**TASK TO CARRY OUT**.
In the records below, the line containing "can u box the thatch ridge" is the first to keep. Retype it and all later lines exactly, through the end.

....

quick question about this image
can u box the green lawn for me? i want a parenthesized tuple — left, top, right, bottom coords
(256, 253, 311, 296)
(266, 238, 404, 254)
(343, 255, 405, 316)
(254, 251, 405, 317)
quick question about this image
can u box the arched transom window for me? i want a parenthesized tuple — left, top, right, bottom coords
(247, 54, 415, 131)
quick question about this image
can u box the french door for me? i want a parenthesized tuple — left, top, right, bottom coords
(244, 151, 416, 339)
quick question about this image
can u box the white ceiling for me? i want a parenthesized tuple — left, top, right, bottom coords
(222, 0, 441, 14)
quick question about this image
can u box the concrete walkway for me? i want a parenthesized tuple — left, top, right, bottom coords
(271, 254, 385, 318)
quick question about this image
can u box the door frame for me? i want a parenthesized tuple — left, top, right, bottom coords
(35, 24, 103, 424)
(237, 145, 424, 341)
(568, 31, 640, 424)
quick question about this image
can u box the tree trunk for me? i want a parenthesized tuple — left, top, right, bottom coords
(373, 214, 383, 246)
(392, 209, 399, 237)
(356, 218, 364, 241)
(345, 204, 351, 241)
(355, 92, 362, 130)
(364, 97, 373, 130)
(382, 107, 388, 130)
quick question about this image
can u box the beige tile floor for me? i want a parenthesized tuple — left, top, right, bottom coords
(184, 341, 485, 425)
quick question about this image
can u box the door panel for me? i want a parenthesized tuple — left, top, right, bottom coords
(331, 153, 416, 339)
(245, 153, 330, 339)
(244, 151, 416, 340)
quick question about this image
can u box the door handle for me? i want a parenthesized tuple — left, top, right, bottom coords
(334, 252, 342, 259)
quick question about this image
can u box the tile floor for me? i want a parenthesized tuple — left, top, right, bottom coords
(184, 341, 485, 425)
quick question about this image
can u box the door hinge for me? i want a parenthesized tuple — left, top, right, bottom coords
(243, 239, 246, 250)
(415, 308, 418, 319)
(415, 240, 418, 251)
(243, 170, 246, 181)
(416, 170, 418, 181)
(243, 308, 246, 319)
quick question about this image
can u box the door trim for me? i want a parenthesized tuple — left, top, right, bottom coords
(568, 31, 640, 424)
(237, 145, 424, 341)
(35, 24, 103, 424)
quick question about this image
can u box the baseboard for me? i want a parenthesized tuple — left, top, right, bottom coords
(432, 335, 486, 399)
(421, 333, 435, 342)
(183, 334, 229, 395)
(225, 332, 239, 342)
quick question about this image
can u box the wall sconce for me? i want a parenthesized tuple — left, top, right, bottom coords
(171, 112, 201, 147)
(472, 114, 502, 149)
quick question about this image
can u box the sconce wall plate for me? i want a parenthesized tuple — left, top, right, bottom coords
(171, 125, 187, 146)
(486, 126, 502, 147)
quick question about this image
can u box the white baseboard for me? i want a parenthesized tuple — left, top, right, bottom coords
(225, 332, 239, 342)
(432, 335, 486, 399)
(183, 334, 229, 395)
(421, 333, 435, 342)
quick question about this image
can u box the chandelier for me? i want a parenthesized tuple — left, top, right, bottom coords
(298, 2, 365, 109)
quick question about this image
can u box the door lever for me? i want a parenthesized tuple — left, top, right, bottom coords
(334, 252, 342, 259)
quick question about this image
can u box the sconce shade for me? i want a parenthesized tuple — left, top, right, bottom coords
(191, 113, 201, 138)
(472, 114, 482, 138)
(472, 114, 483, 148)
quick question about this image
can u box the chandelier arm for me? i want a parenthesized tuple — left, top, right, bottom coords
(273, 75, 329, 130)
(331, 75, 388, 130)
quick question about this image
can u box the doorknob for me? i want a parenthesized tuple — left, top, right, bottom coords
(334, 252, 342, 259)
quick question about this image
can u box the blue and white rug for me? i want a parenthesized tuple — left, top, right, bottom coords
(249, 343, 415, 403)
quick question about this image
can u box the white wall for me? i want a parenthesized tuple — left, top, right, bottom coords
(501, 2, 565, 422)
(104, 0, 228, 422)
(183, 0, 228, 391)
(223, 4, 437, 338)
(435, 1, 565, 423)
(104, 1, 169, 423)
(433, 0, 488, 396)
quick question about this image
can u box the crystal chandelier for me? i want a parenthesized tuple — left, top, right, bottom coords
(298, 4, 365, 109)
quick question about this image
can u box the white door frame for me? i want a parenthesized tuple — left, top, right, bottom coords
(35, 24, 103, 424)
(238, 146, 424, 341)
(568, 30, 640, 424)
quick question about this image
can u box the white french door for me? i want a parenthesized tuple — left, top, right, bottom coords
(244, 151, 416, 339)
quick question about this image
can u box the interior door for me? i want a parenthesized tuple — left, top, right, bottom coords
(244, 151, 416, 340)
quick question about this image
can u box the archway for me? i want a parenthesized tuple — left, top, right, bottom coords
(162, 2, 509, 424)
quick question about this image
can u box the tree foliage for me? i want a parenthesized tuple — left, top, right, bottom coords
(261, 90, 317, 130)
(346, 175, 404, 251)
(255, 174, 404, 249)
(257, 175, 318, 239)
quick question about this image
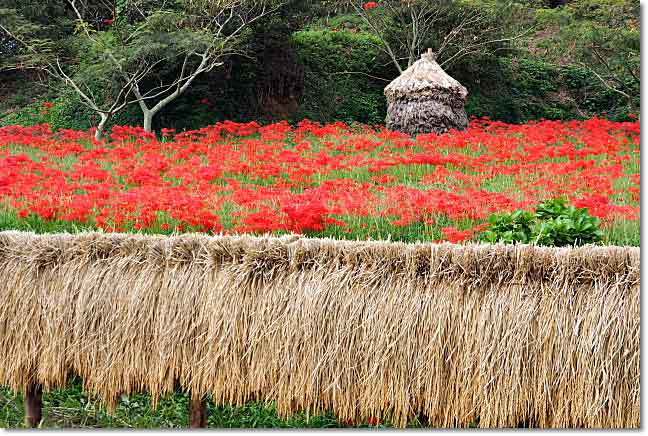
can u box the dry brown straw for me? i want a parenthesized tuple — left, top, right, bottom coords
(0, 231, 639, 428)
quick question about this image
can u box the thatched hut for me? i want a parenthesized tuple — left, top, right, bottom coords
(385, 49, 469, 135)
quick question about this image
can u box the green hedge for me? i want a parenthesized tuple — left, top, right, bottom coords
(291, 30, 394, 125)
(290, 29, 635, 126)
(0, 87, 142, 131)
(456, 57, 636, 122)
(1, 28, 636, 132)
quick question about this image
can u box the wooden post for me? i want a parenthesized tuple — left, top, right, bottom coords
(24, 384, 43, 428)
(189, 396, 208, 428)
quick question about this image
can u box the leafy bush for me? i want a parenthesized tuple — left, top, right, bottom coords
(455, 57, 634, 123)
(480, 199, 603, 246)
(533, 0, 639, 115)
(1, 1, 638, 130)
(292, 29, 395, 125)
(532, 198, 604, 246)
(0, 93, 142, 132)
(0, 103, 47, 127)
(481, 210, 536, 244)
(291, 28, 634, 126)
(56, 94, 143, 131)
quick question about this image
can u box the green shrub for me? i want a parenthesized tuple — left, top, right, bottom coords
(0, 103, 48, 127)
(292, 29, 394, 125)
(532, 198, 604, 246)
(454, 57, 633, 123)
(291, 28, 633, 126)
(480, 210, 536, 244)
(0, 89, 142, 131)
(2, 2, 637, 131)
(480, 198, 603, 246)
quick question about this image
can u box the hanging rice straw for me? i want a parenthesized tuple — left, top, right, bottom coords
(0, 231, 639, 428)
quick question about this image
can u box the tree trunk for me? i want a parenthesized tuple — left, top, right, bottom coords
(143, 111, 154, 133)
(95, 113, 109, 141)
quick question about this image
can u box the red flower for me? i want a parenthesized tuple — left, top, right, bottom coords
(0, 117, 638, 239)
(442, 227, 473, 244)
(161, 128, 176, 138)
(363, 1, 379, 10)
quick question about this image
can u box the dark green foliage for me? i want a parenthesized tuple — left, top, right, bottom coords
(0, 0, 639, 130)
(481, 210, 536, 244)
(153, 13, 305, 129)
(0, 103, 46, 127)
(0, 379, 343, 428)
(533, 0, 639, 115)
(0, 88, 142, 131)
(455, 57, 634, 122)
(0, 1, 74, 62)
(291, 29, 394, 125)
(480, 199, 604, 247)
(14, 51, 629, 132)
(532, 198, 604, 246)
(1, 376, 418, 428)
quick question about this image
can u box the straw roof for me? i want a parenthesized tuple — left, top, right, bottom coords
(384, 50, 469, 135)
(0, 231, 640, 428)
(384, 50, 468, 101)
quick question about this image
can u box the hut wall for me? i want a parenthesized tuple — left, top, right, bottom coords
(386, 98, 469, 135)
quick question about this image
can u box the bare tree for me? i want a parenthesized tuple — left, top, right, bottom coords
(0, 6, 146, 140)
(118, 0, 280, 132)
(3, 0, 281, 136)
(345, 0, 533, 74)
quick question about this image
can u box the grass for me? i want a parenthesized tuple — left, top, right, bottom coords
(0, 383, 346, 428)
(601, 218, 640, 246)
(310, 214, 465, 242)
(1, 378, 427, 428)
(0, 207, 638, 246)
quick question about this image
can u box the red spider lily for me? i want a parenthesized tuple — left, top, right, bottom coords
(0, 117, 639, 241)
(161, 128, 176, 138)
(442, 227, 473, 244)
(41, 101, 55, 115)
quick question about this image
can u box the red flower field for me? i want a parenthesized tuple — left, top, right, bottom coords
(0, 118, 640, 245)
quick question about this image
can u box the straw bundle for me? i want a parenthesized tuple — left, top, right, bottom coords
(0, 230, 639, 428)
(384, 50, 469, 135)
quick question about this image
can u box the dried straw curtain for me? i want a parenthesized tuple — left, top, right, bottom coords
(0, 231, 639, 428)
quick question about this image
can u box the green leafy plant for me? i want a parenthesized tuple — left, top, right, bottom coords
(481, 209, 535, 244)
(532, 198, 604, 246)
(480, 198, 603, 247)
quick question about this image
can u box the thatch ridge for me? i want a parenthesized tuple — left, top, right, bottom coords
(0, 231, 639, 428)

....

**TASK RESPONSE**.
can u box the thatch ridge for me? i want a parenthesized tuple — left, top, right, bottom coords
(0, 231, 639, 428)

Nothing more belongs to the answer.